GIVEN REQUEST: Please pull out every line of the entries below that contains the word "would" and copy each of those lines unchanged.

+++++

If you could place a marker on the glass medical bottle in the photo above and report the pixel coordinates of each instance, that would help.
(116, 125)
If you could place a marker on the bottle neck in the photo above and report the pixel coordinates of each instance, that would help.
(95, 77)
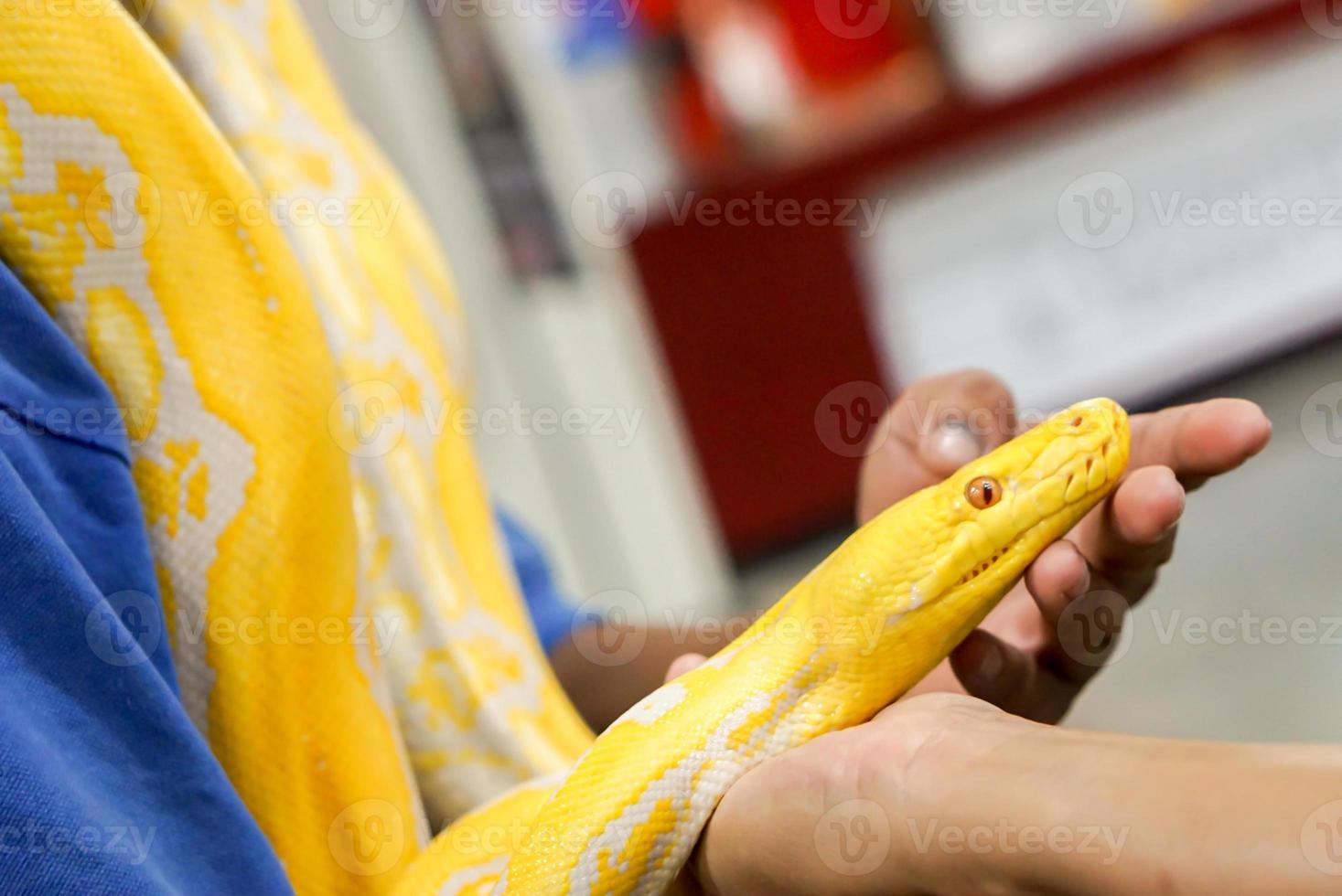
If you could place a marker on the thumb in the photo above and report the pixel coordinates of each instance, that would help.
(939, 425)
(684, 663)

+++++

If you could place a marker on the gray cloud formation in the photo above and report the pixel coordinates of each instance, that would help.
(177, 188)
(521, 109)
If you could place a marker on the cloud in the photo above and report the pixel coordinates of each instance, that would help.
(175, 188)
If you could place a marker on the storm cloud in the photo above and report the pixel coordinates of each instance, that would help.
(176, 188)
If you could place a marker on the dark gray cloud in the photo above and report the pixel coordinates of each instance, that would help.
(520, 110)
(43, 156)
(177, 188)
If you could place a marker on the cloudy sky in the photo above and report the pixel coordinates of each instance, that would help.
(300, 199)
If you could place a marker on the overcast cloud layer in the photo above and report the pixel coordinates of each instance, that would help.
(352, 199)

+++++

RESULT OF THIS TASK:
If you could place a marker on the glass medical bottle in the photo above and report the pixel coordinates of each instance, that would help.
If you could place a marker on the bottle neck in the photo above and report the pixel coordinates of each instance, that would help.
If you could place a marker on the thumb in the photo above and report the pixel coordinates of each instance, that would help.
If you could place a marker on the gray cloud formation in the photo above and report the pixel coordinates of each instance, that would help.
If you could place a marker on the cloud in the photo above and report the pixel coordinates of each instance, that would help.
If you could place a marker on the storm cloud in the photo above and report the pixel coordinates of each instance, that would help.
If you could place a marker on the dark gray cloud in the photo above and report the pixel coordinates of each instance, that would help.
If you could place a marker on the cloudy sky in the photo above and report the pixel coordinates of each instance, that would help.
If you could place a marker on the overcast cloud layer in the photo above and report the pixel coordinates of each instance, that would help.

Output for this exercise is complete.